Source document:
Last winter, smog levels in Beijing, China were found to be 10 to 15 times what the World Health Organization classifies as a health risk. The streets are still overflowing with people wearing gas masks and respirators, and city officials recently announced a fuel pollution tax to help curb emissions. Yu Shaocai, an expert on “wet deposition”, recently proposed a radical new solution that could help clear the air: giant sprinklers that spray water into the atmosphere of heavily-polluted cities.
Yu Shaocai, a former U.S. Environmental Protection Agency employee, and an expert on “web deposition” proposed a solution which is based on a valid natural occurrence. “Wet deposition” is a process by which raindrops and snowflakes deposit polluted particles on the ground and clean the air. Shaocai’s idea is to create a new urban infrastructure and attached the giant sprinklers to the exteriors of skyscrapers in order to clear out toxins and gases from the air.

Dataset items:

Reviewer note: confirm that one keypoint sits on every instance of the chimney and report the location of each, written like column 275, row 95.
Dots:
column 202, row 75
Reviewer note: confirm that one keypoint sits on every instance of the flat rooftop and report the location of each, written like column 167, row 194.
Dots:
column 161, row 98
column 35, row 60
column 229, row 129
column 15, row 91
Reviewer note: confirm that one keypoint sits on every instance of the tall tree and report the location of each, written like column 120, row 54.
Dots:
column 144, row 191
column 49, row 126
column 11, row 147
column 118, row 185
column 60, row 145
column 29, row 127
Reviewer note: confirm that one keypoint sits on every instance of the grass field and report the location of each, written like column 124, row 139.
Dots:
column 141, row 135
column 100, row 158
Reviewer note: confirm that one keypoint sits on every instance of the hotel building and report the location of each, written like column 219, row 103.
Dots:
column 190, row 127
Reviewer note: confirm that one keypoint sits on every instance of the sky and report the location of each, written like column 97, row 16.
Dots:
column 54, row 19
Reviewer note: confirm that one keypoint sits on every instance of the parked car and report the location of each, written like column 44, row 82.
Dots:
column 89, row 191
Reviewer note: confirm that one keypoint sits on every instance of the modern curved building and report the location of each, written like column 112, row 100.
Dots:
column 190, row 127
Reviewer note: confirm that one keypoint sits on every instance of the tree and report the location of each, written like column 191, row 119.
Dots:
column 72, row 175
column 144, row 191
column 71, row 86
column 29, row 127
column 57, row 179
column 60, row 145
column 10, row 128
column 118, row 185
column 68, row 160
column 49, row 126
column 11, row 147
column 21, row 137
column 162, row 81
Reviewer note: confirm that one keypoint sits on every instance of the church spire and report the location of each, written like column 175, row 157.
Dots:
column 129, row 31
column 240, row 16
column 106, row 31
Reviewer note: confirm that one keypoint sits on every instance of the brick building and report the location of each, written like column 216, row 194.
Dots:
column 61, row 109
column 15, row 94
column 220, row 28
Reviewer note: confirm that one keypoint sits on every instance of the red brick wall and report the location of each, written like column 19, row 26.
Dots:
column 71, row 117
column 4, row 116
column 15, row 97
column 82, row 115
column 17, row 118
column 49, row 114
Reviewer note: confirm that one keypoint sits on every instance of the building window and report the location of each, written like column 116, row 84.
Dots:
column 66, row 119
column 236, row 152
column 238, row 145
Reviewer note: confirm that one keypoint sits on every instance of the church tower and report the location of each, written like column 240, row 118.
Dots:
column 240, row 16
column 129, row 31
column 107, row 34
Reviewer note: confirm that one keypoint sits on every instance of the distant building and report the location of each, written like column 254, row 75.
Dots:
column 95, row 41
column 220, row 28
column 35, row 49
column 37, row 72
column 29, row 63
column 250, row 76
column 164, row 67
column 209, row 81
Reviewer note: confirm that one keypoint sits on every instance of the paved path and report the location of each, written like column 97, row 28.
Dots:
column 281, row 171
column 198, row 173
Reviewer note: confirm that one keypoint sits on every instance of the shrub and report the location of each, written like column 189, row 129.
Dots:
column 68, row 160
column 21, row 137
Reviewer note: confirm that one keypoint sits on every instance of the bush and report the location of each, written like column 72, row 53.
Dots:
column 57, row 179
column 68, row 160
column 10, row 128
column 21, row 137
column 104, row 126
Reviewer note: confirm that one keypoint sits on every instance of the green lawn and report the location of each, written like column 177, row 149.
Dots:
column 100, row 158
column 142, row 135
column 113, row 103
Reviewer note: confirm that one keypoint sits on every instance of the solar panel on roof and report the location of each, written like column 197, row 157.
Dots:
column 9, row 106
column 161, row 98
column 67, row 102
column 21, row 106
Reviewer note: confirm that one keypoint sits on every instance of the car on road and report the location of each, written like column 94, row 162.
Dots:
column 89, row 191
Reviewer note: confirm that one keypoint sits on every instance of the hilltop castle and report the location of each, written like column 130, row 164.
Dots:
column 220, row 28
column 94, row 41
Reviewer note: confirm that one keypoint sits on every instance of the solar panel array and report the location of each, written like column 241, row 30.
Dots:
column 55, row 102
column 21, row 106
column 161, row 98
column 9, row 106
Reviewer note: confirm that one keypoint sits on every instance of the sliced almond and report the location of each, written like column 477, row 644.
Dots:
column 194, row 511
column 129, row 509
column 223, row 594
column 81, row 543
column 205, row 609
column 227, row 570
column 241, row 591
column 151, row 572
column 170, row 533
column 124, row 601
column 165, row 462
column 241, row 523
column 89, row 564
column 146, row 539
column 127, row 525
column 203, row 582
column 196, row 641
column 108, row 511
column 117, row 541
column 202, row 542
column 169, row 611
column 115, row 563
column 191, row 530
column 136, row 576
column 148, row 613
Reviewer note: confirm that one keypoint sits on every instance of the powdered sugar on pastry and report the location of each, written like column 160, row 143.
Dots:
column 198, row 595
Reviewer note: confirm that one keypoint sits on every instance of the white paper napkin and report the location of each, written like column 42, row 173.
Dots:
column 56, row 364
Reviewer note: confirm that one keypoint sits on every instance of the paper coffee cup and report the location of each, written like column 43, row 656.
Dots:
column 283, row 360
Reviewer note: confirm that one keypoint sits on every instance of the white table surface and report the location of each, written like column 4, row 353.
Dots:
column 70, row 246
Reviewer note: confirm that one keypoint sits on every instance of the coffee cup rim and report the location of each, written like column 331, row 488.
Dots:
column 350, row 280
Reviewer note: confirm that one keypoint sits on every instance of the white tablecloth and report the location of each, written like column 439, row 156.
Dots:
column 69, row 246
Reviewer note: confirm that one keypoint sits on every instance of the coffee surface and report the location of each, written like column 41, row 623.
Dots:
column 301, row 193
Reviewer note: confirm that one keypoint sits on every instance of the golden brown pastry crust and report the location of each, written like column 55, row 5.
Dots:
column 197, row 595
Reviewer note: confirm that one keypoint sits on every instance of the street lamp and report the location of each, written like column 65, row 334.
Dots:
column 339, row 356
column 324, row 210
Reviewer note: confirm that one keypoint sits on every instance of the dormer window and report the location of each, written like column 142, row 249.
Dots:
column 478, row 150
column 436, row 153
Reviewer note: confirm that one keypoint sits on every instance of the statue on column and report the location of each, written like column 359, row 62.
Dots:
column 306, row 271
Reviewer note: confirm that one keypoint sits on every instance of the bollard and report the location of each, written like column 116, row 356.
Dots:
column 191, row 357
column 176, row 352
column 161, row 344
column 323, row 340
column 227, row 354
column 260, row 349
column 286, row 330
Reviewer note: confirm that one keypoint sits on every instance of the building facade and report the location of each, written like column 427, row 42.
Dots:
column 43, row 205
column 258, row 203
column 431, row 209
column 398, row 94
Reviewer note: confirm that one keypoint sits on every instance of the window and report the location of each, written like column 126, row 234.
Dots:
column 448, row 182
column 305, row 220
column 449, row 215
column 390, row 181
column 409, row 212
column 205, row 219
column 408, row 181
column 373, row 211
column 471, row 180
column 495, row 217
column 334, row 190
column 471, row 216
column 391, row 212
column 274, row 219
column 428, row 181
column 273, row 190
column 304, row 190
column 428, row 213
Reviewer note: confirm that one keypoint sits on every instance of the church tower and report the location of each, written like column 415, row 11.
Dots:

Work order A: Translate this sentence from the Beijing smog article into Spanish: "“Wet deposition” is a process by which raindrops and snowflakes deposit polluted particles on the ground and clean the air."
Work order B:
Answer these questions from the Beijing smog article:
(i) Last winter, how many times the World Health Organization's health-risk level were Beijing's smog levels?
(ii) What did city officials recently announce to help curb emissions?
(iii) Where would the giant sprinklers be attached?
Work order C: Write the next few sentences of the Beijing smog article, picking up after its last sentence.

Expected answer A: La «deposición húmeda» es un proceso mediante el cual las gotas de lluvia y los copos de nieve depositan partículas contaminadas en el suelo y limpian el aire.

Expected answer B:
(i) 10 to 15 times
(ii) A fuel pollution tax
(iii) To the exteriors of skyscrapers

Expected answer C:
Shoicai doesn’t have specific answers to some of the technical questions. Installing giant sprinklers would involve a costly process of retrofitting skyscrapers with necessary equipment, not to mention the safety measures during storms and strong winds. The proposal is a theoretical paper, published in the January issue of Environmental Chemistry Letters, which Shaocai plans to test at Zhejiang University and in Hangzhou.